What you are asked to do: What is needed is a word-for-word transcription of every record below.

(Stored data entries)
----------
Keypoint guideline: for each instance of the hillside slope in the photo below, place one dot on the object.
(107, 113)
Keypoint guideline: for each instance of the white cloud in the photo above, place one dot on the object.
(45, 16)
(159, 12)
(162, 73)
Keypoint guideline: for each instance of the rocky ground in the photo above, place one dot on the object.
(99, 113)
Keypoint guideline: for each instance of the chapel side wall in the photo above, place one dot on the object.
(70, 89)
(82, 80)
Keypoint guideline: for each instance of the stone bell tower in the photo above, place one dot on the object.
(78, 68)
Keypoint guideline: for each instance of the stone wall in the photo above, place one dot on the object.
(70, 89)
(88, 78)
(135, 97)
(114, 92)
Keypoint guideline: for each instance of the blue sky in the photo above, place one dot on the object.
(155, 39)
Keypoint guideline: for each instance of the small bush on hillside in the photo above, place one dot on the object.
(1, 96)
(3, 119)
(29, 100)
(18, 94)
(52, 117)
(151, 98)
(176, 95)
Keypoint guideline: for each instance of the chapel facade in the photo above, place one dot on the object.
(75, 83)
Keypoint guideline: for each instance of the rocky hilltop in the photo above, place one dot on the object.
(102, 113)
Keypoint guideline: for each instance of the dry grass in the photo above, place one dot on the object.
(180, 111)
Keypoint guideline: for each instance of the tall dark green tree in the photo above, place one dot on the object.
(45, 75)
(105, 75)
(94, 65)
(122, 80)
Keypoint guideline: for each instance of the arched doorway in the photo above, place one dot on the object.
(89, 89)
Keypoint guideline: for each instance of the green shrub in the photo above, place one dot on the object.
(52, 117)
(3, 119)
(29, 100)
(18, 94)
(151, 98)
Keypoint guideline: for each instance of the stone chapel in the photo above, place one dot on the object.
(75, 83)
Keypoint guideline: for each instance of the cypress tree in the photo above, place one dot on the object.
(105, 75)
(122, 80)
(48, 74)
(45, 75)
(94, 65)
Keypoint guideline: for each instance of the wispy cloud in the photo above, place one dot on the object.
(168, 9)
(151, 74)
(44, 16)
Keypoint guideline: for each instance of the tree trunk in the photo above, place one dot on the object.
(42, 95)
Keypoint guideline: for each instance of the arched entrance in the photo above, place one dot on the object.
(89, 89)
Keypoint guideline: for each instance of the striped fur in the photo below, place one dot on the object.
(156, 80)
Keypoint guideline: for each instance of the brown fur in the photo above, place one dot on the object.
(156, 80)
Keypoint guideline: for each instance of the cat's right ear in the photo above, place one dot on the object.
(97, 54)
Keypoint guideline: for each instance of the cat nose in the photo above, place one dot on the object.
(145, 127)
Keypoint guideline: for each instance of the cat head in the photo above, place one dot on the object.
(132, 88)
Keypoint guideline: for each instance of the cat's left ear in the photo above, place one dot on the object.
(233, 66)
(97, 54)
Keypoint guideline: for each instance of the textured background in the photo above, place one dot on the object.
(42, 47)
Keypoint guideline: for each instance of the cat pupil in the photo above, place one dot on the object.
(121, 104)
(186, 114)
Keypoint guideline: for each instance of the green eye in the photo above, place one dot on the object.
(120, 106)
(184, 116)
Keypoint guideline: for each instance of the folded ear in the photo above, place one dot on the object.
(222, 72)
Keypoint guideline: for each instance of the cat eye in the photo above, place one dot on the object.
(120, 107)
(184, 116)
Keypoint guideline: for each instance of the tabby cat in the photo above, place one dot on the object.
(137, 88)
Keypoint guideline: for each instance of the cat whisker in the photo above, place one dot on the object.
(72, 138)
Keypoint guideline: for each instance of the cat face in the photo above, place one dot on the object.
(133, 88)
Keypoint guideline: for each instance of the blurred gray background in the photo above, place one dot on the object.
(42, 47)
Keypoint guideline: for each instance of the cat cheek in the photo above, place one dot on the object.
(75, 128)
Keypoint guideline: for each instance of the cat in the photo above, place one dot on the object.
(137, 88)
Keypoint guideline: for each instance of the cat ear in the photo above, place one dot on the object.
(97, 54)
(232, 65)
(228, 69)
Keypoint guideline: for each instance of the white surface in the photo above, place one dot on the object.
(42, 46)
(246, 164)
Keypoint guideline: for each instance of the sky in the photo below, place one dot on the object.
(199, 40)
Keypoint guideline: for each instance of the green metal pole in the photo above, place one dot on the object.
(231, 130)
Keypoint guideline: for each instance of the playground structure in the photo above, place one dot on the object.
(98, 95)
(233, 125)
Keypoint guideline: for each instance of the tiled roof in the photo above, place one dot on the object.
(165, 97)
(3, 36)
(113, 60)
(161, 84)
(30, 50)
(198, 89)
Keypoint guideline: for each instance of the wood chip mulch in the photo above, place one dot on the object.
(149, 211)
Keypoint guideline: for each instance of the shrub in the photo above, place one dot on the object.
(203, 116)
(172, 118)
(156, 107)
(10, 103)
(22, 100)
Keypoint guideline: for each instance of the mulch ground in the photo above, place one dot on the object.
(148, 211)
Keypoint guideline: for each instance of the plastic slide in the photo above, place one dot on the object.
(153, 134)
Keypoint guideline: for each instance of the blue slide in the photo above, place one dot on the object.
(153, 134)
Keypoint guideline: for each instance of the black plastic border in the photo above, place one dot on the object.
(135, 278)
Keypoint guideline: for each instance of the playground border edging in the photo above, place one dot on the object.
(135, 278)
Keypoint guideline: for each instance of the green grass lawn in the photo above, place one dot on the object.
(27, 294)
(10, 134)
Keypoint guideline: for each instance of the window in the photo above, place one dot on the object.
----------
The completed task:
Keypoint guideline: for each instance of the hillside slope in the photo below, place one dot on the object.
(107, 113)
Keypoint guideline: for each instance of the white cloud in the photo above, place one dot on the object.
(45, 16)
(159, 12)
(162, 73)
Keypoint guideline: for each instance of the rocky ground in the photo above, place one dot on the object.
(99, 113)
Keypoint guideline: for each instance of the chapel side wall in the photo above, place one dot on the object.
(70, 89)
(82, 80)
Keypoint guideline: for each instance of the stone bell tower in the photo above, place one dot on the object.
(78, 68)
Keypoint guideline: for each instance of the stone wall in the photo above, place one dot on the object.
(70, 89)
(88, 78)
(135, 97)
(114, 92)
Keypoint guideline: for each instance of the blue sky in the photo above, place one dot on the object.
(155, 39)
Keypoint guideline: for each instance of the small bush on hillside in the photo above, place one dot on the object.
(1, 96)
(3, 119)
(29, 100)
(18, 94)
(52, 117)
(151, 98)
(176, 95)
Keypoint guideline: for each instance of the chapel facade in the photo above, place one dot on the object.
(75, 83)
Keypoint guideline: for each instance of the rocky hilltop in the photo above, place one dot on the object.
(102, 113)
Keypoint guideline: for each instance of the dry grass in the photo above, place one dot on the object.
(180, 111)
Keypoint guideline: for each instance of the tall dark green tree in the photo above, place one dot on the object.
(45, 75)
(105, 75)
(94, 65)
(122, 80)
Keypoint guideline: for each instance of the arched doorway in the photo above, place one dot on the object.
(89, 89)
Keypoint guideline: for each instance of the green shrub in the photo above, place one dot on the object.
(52, 117)
(3, 119)
(29, 100)
(18, 94)
(151, 98)
Keypoint guideline: for each instance of the stone chapel in the photo above, place one dot on the object.
(75, 83)
Keypoint guideline: for each instance of the cypress tree in the photo above, place one dot on the object.
(105, 75)
(122, 80)
(48, 74)
(45, 75)
(94, 65)
Keypoint guideline: for each instance of the wispy cloud in the photo above, place one dot on the object.
(168, 9)
(151, 74)
(44, 16)
Keypoint guideline: for each instance of the tree trunk in the photo above, place one dot on the object.
(42, 95)
Keypoint guideline: for each instance of the arched entrance in the photo above, place one dot on the object.
(89, 89)
Keypoint guideline: for each instance of the striped fur in the photo below, place one dot on the object.
(156, 80)
Keypoint guideline: for each instance of the brown fur in the photo above, place one dot on the object.
(156, 80)
Keypoint guideline: for each instance of the cat's right ear in the photo above, place one dot on the object.
(97, 54)
Keypoint guideline: for each instance of the cat nose in the photo above, place one dot on the object.
(145, 127)
Keypoint guideline: for each instance of the cat head in the photo above, place one dot on the object.
(132, 88)
Keypoint guideline: for each instance of the cat's left ear in the photo above, place one dot on the object.
(233, 66)
(97, 54)
Keypoint guideline: for each instance of the textured background in the photo above, place one dot on the object.
(42, 47)
Keypoint guideline: for each instance of the cat pupil in the photo above, place one dot on the object.
(121, 104)
(186, 114)
Keypoint guideline: for each instance of the green eye in the photo above, place one dot on the object.
(120, 106)
(184, 116)
Keypoint guideline: for each instance of the folded ear in the photo above, place one dot on the object.
(222, 72)
Keypoint guideline: for each instance of the cat eye in the photo above, place one dot on the object.
(120, 107)
(184, 116)
Keypoint guideline: for each instance of the tabby cat in the photo above, place one dot on the object.
(137, 88)
Keypoint guideline: for each instance of the cat whisker in the photo above, place one dot on the object.
(72, 138)
Keypoint guideline: for each instance of the cat face in the photo above, place one dot on the object.
(133, 88)
Keypoint guideline: for each instance of the blurred gray background in the photo above, place one dot on the object.
(42, 47)
Keypoint guideline: for each instance of the cat cheek in the photo above, place one dot on the object.
(75, 128)
Keypoint guideline: for each instance of the cat in the photo above, place one dot on the object.
(137, 88)
Keypoint guideline: for each instance of the cat ear in the photo above, place one dot on the object.
(97, 54)
(232, 65)
(228, 69)
Keypoint guideline: for each instance of the white surface in the photo above, place one dot on the object.
(42, 46)
(246, 164)
Keypoint guideline: for each instance of the sky in the photo below, place one dot on the object.
(199, 40)
Keypoint guideline: for each instance of the green metal pole in the photo above, place one dot on the object.
(231, 130)
Keypoint guideline: for each instance of the playground structure in the photo above, place one dot on the object.
(98, 95)
(233, 125)
Keypoint guideline: for each instance of the tiled roof in the photo above, place one dot on the object.
(165, 97)
(3, 36)
(113, 60)
(161, 84)
(30, 50)
(198, 89)
Keypoint guideline: for each instance of the wood chip mulch in the photo above, place one dot on the object.
(149, 211)
Keypoint guideline: for each instance of the shrub in the photo above, place one dot on the object.
(203, 116)
(172, 118)
(156, 107)
(10, 103)
(22, 100)
Keypoint guideline: for each instance of the mulch ground in the photo above, place one dot on the object.
(148, 211)
Keypoint guideline: for each instance of the plastic slide in the photo above, place one dot on the object.
(153, 134)
Keypoint guideline: for each instance of the blue slide in the photo above, place one dot on the object.
(153, 134)
Keypoint guideline: for each instance of the black plastic border in the photo above, place one dot on the object.
(135, 278)
Keypoint guideline: for each instance of the playground border edging in the photo above, place one dot on the object.
(135, 278)
Keypoint guideline: for each instance of the green grass lawn in the photo above, place one dot on the object.
(27, 294)
(10, 134)
Keypoint guideline: for each instance of the window in the photo above, place one dot on the object.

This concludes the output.